Provided passage:
Start of Block

But good happens, because God has happened.

This is a promise I struggle with, but I have to hold on to.

“If God is for us, then who can be against us?”

So I cried at the gate watching my brother leave, knowing that I won’t see him until Christmas…

…and again at the currency exchange when although the sign said closing was 10pm, at 9:30 the woman had stopped serving…

…and again at the exit to the airport as 2 hrs 59 mins costs you $4 but 3 hrs 4 mins costs you $6…

…and again when I got back to my empty lonely apartment as my husband faithfully serves Pais…

…and again when I felt as if I had nothing to live for as I don’t have a job and I don’t know where Father is leading me…

But God is for me, He isn’t against me.

And I’m clinging to that promise at the moment. 


Friday, August 6, 2010

Adventure

There is never a dull moment in the Miller Household...
...And there is never a still moment when you are looking to follow Father God.

Our latest random journey takes us to...GHANA!!

In September 2008, Pais set up its first African nation in Accra, Ghana. The first team has three people, last year's team rose to ten; hopefully this years team will have more. The previous teams have seen incredible fruit, working in eight local schools, teaching hundreds weekly and bringing many into relationships with Father. They have also done outreaches, in partnership with the local church, into the nieighbouring poorer villages to bring supplies, medical aid and practically meet other needs.

The nation is led by Mawunyo Debrah, who was on Pais:USA 07/08 in Arlington at the same church as us. We both got to know her extremely well – she is a hardcore prayer warrior, often staying up through the night to pray for her teams, and is so faithful in all that she does. Though she has worked hard, the one area she has struggled in is long-term leadership to come alongside her. This upcoming year, everyone on the team will be new to Pais:Ghana, with only one person having done Pais previously (another familiar face – Carmen, who was on the team Steve led 08/09!).

End of Block

Requirement 1: According to the blog post about Pais:Ghana, when and where did Pais set up its first African nation?
Requirement 2: Extend the blog post about Pais:Ghana, picking up after its final sentence.

Data extracts:
Start of Block

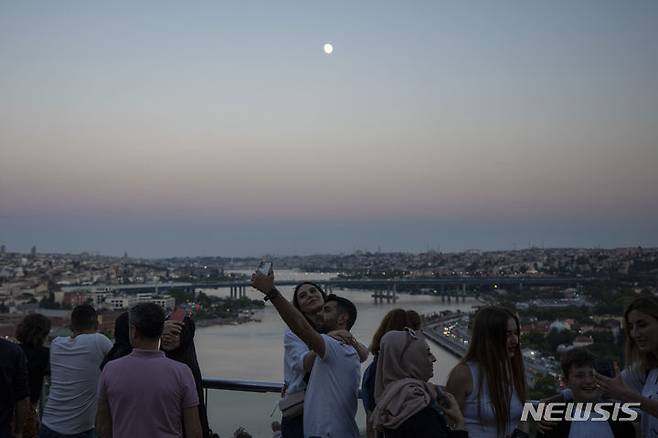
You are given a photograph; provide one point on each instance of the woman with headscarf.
(408, 406)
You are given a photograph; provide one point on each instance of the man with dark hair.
(14, 394)
(330, 400)
(84, 318)
(578, 373)
(74, 371)
(145, 393)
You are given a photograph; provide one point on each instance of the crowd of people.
(148, 382)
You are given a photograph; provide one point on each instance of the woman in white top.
(308, 298)
(638, 383)
(489, 382)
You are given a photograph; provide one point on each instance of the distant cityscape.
(553, 318)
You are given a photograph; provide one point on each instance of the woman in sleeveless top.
(489, 382)
(308, 298)
(638, 383)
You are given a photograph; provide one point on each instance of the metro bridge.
(386, 287)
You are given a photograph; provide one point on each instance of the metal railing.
(239, 385)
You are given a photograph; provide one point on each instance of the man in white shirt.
(74, 373)
(331, 397)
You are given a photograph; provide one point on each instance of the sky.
(222, 128)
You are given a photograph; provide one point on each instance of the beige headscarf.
(401, 387)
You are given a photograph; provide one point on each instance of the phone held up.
(265, 268)
(177, 315)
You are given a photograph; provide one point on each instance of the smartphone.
(605, 367)
(178, 315)
(441, 399)
(265, 268)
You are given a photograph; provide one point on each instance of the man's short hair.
(344, 306)
(84, 317)
(576, 357)
(148, 319)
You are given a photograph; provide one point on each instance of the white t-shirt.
(74, 372)
(330, 402)
(293, 362)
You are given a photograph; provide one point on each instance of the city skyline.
(225, 129)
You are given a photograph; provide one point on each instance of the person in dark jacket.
(408, 406)
(32, 333)
(121, 345)
(178, 344)
(578, 370)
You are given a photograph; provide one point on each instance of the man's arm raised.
(291, 316)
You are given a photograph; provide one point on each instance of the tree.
(556, 337)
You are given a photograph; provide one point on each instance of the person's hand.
(343, 336)
(613, 387)
(544, 426)
(171, 335)
(261, 282)
(452, 412)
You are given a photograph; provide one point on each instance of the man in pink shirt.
(144, 393)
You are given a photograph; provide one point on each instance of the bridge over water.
(384, 288)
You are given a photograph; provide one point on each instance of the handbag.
(292, 405)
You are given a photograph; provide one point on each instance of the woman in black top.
(32, 333)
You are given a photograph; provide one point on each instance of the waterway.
(254, 351)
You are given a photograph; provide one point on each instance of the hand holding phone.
(265, 268)
(178, 315)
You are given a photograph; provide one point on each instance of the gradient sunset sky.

End of Block

Your response 1: In September 2008, in Accra, Ghana.

Your response 2:
Previously, all of the Ghanaian missionaries had to travel to the UK to complete their Foundational Training. With such a large cost, this training excluded many of the apprentices from receiving the much needed training. This year, she has taken the bold step to provide the Foundational Training in Ghana, for her new teams. However, that is a large undertaking for her to complete by herself. 

Mawunyo’s need is simple – she needs help organizing and running Foundational Training.

With both of our experience on Pais, and with Steve’s specific expertise in running conferences and training apprentices, we both jumped at the opportunity to go out and practically help. 


Our need is simple - we need prayer and financial support. 


The rundown of our trip is as follows:

  • Travel dates: September 3rd-September 15th, 2010 (yes, in less than a month's time!!)
  • Trip cost: $4,300/£2,700 (this includes flight, visa, yellow fever vaccinations, malaria tablets, and a contingency fund - all food, transport, accommodation and activities are provided by Pais:Ghana)
  • Role: Before - helping the planning of the conference (this has already begun)
  • Role: During - delivering Pais training and supporting Mawunyo and the apprentices. 
We need to book our flights by Friday August 13th so that we can apply for our visas in time.

If you can help financially support us please contact us by email (sebrinamiller@gmail.com or stevemiller@paisproject.com) and let us know how much you are able to donate (so we can keep track of our current balance) and how you would like to pay (cash, US check, UK check, paypal or direct bank deposit for both our US & UK banks)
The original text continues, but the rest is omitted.